━━━ RECORDS FOR PROCESSING ━━━

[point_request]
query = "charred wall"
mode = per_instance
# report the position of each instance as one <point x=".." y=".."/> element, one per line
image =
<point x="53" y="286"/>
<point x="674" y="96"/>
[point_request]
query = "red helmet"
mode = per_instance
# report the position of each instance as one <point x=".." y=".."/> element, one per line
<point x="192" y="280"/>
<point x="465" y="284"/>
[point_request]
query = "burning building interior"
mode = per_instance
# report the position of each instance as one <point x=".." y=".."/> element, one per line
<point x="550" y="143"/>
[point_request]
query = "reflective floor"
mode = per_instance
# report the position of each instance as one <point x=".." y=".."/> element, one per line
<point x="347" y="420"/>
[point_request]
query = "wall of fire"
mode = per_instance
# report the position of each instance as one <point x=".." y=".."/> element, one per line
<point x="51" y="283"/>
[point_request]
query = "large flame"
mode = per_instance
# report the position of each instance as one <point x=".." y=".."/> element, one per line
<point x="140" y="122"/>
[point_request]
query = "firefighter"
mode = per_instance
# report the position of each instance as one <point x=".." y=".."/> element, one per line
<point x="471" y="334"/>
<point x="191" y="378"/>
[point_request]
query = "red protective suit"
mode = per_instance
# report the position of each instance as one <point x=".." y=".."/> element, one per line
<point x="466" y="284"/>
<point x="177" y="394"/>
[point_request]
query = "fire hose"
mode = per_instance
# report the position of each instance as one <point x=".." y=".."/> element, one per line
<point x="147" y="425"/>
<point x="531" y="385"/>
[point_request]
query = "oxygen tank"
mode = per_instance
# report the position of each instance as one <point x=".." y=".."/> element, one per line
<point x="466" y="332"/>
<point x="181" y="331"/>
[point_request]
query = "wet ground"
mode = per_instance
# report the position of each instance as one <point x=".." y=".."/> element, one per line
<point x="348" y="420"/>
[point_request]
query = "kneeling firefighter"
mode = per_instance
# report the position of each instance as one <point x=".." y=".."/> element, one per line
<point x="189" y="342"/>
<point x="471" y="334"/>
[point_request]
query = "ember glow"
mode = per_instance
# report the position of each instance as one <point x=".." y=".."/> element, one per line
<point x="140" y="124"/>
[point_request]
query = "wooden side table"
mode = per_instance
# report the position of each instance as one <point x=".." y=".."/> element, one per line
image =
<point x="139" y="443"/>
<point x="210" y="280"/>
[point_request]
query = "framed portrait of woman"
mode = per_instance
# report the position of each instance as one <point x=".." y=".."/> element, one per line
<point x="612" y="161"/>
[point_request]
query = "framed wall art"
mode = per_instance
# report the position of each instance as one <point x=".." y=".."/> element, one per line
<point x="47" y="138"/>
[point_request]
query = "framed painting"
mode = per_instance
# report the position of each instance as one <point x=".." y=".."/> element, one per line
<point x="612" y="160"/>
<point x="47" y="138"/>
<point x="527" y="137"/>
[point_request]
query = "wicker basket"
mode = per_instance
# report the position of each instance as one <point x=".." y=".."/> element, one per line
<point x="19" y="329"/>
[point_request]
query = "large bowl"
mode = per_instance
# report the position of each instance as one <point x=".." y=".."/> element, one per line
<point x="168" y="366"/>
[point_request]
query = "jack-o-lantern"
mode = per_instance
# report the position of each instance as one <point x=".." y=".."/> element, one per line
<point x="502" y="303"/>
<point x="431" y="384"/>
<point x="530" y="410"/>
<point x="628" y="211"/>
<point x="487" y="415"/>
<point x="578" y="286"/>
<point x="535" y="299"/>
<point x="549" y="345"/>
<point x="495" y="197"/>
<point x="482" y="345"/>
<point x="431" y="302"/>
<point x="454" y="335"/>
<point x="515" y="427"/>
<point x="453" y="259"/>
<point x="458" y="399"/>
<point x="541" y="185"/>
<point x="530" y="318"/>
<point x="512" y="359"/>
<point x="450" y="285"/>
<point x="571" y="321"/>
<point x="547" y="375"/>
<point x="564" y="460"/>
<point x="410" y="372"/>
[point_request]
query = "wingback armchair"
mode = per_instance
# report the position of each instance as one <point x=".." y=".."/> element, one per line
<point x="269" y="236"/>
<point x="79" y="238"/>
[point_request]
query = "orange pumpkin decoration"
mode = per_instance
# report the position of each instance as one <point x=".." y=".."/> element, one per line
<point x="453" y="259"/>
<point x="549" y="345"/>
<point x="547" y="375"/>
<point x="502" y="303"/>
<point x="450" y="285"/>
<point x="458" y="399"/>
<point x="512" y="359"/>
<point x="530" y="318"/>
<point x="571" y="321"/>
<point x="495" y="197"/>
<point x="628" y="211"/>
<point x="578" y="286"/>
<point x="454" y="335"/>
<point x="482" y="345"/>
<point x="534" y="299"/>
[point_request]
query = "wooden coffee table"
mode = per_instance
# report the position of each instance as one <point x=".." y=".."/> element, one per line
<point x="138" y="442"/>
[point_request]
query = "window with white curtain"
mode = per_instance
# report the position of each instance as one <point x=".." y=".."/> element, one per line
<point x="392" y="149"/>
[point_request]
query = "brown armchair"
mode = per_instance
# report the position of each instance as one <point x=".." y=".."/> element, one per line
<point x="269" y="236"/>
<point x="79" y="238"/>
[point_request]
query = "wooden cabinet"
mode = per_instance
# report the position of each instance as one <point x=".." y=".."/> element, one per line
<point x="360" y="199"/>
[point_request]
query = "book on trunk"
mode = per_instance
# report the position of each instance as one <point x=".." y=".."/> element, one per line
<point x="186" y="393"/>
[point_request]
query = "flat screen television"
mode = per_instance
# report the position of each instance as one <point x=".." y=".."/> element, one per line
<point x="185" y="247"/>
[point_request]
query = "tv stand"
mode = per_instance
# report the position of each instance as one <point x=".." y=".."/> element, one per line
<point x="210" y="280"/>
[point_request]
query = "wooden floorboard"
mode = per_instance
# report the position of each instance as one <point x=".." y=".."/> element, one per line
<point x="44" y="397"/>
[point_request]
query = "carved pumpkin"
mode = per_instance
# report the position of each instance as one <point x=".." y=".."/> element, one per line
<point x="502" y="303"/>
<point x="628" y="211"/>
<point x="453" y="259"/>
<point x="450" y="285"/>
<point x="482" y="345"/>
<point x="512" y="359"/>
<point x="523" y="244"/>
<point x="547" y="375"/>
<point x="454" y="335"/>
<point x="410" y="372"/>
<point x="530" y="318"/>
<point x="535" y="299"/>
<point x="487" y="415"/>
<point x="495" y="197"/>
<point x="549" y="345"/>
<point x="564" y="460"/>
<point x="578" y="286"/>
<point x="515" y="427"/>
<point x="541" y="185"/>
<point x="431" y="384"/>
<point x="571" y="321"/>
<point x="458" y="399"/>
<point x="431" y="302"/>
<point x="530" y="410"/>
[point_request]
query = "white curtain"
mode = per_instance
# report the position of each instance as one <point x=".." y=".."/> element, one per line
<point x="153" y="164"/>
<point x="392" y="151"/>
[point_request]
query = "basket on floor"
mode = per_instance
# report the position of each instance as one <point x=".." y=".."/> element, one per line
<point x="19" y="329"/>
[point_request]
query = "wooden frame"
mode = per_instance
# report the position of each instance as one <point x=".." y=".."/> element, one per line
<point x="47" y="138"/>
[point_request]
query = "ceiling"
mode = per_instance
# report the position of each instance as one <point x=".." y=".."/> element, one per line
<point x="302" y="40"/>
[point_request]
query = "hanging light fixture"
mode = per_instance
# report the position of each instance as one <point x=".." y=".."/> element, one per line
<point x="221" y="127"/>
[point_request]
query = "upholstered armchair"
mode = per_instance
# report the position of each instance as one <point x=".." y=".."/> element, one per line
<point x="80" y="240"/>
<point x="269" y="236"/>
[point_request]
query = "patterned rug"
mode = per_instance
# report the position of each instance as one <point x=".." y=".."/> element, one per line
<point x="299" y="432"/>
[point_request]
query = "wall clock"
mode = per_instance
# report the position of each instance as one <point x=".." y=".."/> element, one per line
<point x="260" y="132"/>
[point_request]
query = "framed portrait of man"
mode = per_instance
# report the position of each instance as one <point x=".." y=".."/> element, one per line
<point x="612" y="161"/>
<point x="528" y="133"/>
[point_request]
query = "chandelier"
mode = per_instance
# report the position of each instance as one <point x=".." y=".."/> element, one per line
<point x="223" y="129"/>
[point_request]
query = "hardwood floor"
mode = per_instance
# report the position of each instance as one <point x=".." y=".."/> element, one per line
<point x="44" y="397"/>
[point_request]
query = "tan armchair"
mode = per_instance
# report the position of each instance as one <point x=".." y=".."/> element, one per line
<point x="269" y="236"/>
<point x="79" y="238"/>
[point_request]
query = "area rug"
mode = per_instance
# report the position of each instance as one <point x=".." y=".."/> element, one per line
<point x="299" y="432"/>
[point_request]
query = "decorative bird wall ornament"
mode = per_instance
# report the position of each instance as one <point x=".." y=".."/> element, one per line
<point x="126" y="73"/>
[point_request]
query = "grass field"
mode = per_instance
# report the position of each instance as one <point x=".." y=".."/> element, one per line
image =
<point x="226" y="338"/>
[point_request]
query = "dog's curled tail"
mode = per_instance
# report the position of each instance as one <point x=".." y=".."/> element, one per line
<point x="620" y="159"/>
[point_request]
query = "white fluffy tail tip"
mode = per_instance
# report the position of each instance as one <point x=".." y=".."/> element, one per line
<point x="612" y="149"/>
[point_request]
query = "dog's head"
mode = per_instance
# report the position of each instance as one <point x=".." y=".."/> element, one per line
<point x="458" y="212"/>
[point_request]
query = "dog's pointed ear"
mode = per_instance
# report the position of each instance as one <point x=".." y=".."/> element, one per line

━━━

→ SET EXERCISE
Find each line in the rows above that contains the word "armchair" and copy those lines.

→ SOLUTION FOR THIS TASK
query = "wingback armchair"
query = "brown armchair"
query = "upholstered armchair"
query = "tan armchair"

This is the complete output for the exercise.